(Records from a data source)

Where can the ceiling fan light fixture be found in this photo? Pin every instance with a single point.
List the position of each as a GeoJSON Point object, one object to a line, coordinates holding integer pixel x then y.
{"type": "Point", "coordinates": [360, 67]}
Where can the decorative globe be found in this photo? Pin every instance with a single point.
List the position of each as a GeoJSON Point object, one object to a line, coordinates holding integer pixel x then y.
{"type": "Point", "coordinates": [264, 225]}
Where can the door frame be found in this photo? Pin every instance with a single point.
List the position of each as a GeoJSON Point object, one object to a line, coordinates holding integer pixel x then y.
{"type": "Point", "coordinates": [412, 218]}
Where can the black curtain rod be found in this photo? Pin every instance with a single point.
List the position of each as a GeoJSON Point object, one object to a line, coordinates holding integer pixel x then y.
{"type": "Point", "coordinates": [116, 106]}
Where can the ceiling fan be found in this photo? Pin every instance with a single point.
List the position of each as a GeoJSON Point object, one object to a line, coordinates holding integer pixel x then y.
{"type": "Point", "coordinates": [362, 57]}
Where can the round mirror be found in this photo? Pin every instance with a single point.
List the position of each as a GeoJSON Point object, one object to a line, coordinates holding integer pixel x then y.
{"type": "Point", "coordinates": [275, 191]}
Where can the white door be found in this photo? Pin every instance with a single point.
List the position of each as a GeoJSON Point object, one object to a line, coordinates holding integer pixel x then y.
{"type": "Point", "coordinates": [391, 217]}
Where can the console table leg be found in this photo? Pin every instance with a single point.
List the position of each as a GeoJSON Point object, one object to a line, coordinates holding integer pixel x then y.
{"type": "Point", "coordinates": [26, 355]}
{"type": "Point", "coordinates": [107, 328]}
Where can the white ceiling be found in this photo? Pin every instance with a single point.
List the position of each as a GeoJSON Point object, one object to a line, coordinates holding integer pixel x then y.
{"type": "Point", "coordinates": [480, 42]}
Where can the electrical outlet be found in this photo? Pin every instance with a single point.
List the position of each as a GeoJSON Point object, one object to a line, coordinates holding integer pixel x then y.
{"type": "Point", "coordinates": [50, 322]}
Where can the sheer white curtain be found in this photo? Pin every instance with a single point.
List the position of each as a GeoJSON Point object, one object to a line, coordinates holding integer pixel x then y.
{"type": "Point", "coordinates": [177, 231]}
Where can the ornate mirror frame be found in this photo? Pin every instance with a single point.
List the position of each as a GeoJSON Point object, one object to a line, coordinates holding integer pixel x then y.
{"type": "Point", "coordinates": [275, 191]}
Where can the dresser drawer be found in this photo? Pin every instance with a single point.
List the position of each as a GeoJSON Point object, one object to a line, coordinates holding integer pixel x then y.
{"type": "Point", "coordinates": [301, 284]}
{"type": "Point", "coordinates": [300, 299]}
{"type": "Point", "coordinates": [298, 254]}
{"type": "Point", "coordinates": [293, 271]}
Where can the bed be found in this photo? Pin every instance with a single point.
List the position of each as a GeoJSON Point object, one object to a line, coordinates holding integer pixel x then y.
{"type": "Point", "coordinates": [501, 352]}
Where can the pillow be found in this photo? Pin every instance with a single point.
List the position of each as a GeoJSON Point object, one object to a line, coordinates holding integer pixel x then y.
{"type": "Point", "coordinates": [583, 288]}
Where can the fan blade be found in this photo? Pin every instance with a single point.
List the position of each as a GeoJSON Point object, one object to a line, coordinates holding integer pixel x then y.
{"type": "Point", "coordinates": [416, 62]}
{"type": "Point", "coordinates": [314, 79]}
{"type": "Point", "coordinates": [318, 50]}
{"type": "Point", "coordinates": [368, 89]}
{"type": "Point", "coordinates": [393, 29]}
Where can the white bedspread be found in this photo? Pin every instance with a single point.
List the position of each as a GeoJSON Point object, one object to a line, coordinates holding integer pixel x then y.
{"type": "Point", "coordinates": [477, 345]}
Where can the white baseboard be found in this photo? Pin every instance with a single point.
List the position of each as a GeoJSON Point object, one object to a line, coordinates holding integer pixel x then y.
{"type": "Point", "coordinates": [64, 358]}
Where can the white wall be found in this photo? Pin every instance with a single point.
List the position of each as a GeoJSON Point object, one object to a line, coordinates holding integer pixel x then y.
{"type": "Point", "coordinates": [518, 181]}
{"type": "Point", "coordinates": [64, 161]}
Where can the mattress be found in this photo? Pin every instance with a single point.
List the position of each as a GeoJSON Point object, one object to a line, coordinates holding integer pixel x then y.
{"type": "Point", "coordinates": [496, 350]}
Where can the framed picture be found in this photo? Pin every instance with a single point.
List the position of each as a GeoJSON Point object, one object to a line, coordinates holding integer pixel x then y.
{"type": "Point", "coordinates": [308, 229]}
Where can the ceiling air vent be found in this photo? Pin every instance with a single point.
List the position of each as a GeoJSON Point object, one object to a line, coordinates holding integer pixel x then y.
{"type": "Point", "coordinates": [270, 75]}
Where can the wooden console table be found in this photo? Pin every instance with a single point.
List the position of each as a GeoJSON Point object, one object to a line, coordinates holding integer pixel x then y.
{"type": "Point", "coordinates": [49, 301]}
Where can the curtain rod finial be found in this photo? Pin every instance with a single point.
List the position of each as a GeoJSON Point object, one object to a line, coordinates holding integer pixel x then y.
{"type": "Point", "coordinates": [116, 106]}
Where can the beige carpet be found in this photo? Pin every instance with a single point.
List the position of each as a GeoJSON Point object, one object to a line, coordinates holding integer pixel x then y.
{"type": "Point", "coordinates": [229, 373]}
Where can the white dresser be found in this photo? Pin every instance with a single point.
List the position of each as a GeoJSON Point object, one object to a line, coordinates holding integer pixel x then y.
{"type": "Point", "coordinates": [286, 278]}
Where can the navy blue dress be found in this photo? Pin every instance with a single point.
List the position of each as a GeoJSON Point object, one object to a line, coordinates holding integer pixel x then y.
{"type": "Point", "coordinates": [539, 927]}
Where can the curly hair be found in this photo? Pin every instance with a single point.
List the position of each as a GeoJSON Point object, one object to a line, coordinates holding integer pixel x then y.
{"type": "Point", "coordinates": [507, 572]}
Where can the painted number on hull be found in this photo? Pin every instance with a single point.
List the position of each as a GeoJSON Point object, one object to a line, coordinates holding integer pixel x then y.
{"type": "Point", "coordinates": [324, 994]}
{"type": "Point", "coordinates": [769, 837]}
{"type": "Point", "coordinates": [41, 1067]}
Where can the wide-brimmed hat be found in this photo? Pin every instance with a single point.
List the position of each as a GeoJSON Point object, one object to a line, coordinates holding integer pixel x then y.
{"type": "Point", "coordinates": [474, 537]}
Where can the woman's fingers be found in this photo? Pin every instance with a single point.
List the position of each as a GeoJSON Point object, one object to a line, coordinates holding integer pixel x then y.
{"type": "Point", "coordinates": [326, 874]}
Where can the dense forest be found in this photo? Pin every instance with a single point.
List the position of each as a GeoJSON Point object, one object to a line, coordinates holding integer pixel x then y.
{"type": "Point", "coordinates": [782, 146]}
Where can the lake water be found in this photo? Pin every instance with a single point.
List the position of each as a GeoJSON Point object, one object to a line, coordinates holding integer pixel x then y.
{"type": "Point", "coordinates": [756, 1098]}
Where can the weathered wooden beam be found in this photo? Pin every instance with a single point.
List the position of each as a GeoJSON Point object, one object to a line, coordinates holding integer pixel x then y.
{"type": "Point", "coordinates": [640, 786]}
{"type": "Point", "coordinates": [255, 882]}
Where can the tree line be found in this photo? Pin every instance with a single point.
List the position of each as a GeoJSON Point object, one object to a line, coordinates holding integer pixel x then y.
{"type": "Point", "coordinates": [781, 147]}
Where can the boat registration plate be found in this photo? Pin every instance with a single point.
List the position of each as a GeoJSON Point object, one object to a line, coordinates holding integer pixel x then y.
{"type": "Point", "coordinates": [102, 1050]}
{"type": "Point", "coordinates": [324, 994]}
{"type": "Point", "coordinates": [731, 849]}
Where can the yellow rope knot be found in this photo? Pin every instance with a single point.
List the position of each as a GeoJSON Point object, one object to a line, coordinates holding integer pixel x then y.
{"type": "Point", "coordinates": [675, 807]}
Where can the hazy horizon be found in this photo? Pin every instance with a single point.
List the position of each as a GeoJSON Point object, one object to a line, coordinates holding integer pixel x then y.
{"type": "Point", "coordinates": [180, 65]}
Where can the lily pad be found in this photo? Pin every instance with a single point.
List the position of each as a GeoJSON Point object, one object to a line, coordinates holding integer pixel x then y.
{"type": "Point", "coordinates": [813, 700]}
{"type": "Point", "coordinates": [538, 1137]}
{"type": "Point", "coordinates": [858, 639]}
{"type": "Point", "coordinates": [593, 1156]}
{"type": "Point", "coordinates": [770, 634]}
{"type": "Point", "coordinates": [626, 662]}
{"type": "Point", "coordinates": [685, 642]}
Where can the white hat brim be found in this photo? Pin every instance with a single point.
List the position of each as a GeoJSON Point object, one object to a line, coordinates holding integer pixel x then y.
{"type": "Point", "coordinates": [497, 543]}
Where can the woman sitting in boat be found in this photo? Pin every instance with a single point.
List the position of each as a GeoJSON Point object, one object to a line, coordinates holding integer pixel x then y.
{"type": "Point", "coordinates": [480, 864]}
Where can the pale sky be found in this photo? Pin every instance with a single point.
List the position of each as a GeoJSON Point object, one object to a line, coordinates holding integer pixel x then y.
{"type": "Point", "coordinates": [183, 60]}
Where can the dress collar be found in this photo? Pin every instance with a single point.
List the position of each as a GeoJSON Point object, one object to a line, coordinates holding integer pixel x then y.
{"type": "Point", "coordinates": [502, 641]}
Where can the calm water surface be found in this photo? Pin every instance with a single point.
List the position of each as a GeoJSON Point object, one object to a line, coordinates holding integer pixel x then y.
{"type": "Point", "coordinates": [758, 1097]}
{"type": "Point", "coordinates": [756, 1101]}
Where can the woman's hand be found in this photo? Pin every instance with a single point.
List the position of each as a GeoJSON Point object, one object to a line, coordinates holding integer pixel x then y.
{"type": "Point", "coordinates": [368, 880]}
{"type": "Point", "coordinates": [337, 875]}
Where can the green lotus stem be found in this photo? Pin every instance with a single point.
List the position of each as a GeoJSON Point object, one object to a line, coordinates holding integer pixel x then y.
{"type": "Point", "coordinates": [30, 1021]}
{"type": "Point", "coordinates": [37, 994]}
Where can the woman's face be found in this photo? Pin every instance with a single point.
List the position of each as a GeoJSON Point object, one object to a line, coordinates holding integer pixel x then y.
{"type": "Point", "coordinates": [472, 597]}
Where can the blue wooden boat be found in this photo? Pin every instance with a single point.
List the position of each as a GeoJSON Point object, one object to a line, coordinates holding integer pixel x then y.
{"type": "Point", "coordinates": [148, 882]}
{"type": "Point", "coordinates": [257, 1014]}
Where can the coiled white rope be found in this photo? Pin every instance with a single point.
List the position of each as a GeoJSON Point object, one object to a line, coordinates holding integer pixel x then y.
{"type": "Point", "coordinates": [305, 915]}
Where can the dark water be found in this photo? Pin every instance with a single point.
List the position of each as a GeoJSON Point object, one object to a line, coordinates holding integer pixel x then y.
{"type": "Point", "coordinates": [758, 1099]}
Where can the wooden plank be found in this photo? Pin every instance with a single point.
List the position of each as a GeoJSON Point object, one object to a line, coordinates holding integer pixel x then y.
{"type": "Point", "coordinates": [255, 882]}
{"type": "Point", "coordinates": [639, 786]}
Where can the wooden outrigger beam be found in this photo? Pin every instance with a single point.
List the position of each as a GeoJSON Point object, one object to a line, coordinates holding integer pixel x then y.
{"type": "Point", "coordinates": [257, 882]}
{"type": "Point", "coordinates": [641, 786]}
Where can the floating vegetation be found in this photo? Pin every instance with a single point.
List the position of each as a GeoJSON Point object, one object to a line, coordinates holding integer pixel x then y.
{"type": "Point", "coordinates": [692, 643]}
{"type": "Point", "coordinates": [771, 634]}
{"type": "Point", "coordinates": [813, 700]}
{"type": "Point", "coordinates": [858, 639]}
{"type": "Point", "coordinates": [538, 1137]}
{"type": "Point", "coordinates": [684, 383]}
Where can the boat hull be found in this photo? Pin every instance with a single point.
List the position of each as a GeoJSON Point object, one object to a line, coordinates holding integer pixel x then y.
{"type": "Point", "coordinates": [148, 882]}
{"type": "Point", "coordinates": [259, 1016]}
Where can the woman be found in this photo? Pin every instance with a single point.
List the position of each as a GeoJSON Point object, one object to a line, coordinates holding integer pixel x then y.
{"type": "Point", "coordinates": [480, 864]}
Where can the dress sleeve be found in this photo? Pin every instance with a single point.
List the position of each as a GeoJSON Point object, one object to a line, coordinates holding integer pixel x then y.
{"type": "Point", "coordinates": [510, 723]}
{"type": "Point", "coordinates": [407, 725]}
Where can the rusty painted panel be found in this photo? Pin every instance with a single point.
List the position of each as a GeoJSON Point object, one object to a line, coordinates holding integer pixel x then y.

◆ Work to be completed:
Write the lines out verbatim, from the one with "Where can the boat hull" through the last line of the entries, and stop there.

◆ Written solution:
Where can the boat hull be found in this photo? Pin every instance with a single point.
List the position of each as a GeoJSON Point object, one object to a line, coordinates holding integer pixel x then y.
{"type": "Point", "coordinates": [148, 882]}
{"type": "Point", "coordinates": [259, 1016]}
Where can the woman be found in this photo? Pin every instance with a single point.
List the position of each as a GeoJSON Point object, one object to a line, coordinates holding integer pixel x then y.
{"type": "Point", "coordinates": [480, 864]}
Where can the dress sleeve be found in this photo? Pin every instance with a single point.
List the position of each as a GeoJSON Point object, one object to a line, coordinates holding integer pixel x then y.
{"type": "Point", "coordinates": [510, 723]}
{"type": "Point", "coordinates": [407, 725]}
Where can the rusty painted panel be found in this photo? Pin every instance with a single point.
List the position of each as a GeoJSON Point object, one object to a line, coordinates holding integer pixel x then y.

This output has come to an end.